> Objective
The line containing "of the white" marks where to begin; quote it and every line after it through the end of the data, exactly as written.

BEGIN Data supplied

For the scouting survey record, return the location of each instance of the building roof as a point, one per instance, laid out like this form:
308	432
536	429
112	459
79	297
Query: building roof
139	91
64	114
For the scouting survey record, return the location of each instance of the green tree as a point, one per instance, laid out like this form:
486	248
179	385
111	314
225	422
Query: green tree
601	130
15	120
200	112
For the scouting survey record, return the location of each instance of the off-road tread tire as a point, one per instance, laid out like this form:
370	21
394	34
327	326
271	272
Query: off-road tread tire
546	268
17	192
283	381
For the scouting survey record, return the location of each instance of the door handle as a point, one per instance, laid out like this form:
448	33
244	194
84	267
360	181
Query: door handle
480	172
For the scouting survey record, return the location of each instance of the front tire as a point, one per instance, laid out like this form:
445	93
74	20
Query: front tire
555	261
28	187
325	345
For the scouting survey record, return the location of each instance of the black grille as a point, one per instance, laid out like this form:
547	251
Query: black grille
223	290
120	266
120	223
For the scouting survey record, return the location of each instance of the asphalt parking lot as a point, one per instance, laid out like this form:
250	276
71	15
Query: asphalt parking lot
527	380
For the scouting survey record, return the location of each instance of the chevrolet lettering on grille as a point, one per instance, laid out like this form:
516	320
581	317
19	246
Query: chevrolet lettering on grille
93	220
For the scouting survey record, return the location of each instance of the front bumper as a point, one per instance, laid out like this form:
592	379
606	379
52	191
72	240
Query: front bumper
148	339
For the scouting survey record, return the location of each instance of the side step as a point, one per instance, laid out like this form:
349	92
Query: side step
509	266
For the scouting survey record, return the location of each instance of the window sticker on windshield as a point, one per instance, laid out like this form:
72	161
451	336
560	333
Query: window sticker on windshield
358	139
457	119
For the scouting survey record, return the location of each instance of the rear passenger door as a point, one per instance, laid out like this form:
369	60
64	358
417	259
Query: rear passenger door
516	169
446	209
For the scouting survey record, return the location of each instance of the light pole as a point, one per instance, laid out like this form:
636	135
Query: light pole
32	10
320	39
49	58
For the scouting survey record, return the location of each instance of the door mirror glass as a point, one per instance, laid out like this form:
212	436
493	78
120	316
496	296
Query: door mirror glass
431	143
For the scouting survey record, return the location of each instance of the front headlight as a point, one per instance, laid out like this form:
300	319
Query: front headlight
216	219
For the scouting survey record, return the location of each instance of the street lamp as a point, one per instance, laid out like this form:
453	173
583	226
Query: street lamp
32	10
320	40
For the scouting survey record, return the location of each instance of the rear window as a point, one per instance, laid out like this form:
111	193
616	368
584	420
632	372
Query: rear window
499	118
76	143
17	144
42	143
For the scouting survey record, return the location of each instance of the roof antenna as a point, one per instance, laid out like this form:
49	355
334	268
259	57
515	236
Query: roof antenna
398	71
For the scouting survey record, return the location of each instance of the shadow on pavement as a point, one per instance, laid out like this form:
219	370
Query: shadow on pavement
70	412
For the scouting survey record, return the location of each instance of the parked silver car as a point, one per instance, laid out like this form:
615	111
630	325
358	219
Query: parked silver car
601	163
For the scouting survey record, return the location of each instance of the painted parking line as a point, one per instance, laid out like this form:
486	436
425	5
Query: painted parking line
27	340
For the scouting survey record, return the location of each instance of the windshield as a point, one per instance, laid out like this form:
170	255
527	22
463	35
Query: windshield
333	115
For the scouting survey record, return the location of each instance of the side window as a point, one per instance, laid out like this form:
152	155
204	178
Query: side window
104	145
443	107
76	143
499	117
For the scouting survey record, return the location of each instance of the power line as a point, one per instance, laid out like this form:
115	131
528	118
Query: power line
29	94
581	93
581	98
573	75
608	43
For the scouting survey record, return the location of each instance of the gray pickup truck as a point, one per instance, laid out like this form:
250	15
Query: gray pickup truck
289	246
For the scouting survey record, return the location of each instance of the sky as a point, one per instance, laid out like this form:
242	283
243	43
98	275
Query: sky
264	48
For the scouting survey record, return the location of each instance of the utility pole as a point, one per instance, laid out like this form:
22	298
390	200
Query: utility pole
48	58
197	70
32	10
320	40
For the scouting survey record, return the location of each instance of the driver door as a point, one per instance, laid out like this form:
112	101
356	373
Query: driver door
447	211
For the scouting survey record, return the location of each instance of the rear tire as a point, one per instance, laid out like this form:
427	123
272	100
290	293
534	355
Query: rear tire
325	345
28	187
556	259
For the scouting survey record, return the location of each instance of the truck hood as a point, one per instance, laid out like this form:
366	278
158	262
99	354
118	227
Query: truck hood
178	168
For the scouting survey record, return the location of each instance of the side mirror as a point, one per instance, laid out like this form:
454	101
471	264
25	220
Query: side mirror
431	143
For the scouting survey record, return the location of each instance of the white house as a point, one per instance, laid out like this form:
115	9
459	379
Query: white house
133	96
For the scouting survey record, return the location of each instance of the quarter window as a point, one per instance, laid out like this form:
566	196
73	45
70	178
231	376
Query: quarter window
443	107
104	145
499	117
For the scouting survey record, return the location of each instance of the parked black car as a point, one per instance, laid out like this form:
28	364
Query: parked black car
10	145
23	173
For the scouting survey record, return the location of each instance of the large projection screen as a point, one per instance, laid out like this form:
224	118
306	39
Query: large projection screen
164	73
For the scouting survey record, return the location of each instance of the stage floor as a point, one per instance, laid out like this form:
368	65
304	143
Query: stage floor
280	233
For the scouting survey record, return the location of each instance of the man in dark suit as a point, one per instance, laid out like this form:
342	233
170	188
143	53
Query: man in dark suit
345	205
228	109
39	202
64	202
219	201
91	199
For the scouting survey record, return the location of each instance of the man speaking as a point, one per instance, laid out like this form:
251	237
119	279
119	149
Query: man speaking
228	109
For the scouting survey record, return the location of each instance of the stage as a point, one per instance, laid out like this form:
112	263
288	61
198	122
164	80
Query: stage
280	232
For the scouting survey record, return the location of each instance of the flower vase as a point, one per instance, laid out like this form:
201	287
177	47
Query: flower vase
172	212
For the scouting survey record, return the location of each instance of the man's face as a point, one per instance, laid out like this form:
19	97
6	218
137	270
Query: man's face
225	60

END Data supplied

> Exercise response
For the scouting survey record, return the location of each instance of the white house as a point, one per instance, laid out like this form:
115	9
459	379
Query: white house
133	96
For the scouting survey record, return the location of each instance of the quarter window as a point, one per instance, laid out like this form:
566	196
73	45
70	178
231	376
Query: quarter window
443	107
104	145
499	117
For the scouting survey record, return the location of each instance of the parked black car as a point, one per instance, laid out like this form:
28	364
Query: parked black car
10	145
23	173
For the scouting survey record, return the location of each instance of the large projection screen as a point, one per instance, laid out like this form:
224	118
306	39
Query: large projection screen
164	73
For the scouting survey record, return the location of each instance of the stage floor as a point, one per instance, laid out like this form:
368	65
304	143
Query: stage floor
280	233
For the scouting survey record, return the location of each instance of the man in dark suit as a point, one per instance, laid out like this form:
342	233
170	188
143	53
Query: man in dark suit
345	205
228	109
39	202
64	202
219	201
91	199
For the scouting survey record, return the location of each instance of the man speaking as a point, one per instance, laid out like this form:
251	237
119	279
119	149
Query: man speaking
228	109
For the scouting survey record, return the location of each instance of the stage as a point, one per instance, laid out like this form:
112	263
288	61
198	122
164	80
Query: stage
280	232
For the scouting survey record, return the location of each instance of the flower vase as a point, one per instance, laid out like this form:
201	287
177	47
Query: flower vase
172	212
For the scouting survey record, return the location of each instance of the man's face as a point, one per instance, laid out like this form:
19	97
6	218
137	270
Query: man's face
225	60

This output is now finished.